Exercise aim:
How many lines in the rows below contain the string "mark"? Case matters, and the reply should be the number alone.

Listing:
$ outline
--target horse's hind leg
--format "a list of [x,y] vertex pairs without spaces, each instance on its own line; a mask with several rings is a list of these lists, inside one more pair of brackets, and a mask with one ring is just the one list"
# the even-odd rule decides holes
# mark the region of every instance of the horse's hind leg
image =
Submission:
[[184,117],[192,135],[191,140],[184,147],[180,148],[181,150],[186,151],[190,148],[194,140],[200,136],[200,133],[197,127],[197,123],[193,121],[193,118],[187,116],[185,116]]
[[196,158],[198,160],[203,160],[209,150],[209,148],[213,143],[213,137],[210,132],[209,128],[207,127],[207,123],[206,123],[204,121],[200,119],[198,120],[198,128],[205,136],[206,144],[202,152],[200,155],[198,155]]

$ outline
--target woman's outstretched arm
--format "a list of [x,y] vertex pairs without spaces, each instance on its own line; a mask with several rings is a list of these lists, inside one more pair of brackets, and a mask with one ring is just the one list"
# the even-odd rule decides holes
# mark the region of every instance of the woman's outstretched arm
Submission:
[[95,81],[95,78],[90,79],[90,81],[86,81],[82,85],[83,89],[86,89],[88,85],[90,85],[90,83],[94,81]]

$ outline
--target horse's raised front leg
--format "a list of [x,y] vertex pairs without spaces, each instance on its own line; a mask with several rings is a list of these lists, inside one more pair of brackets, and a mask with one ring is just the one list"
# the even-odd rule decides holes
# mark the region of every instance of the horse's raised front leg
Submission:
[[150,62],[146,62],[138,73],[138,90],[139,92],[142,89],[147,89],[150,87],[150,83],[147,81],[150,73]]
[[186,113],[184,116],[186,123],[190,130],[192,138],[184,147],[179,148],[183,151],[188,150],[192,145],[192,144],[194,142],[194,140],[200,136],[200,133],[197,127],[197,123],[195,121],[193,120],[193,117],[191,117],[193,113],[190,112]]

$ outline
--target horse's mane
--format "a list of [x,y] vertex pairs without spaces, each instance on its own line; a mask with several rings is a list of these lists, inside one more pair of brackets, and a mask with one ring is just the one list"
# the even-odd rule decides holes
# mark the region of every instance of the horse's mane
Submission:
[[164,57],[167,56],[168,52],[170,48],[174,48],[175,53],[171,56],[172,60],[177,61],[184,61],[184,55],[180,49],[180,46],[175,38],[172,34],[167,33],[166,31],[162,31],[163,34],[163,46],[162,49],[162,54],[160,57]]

Output of the task:
4